#### Aim
Can you render the rows below as a two-column CSV with headers "prompt" and "answer", one line per row, putting each row's full text and its answer in their own quoted fields with any line breaks replaced by spaces?

Rows listed in a dataset
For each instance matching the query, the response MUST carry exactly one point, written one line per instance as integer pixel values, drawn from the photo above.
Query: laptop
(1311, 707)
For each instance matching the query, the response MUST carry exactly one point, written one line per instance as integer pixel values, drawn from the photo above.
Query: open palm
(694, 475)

#### Solved exercise
prompt,answer
"For each instance matching the query, the response MUST carry exactly one point, written one line per instance as integer pixel values, drawn from the photo above. Query: laptop","(1311, 707)"
"For each instance matching the query, the response MUST carry exactly one point, written one line per instance as integer pixel values, drawn from the photo above. Query: open palm","(694, 475)"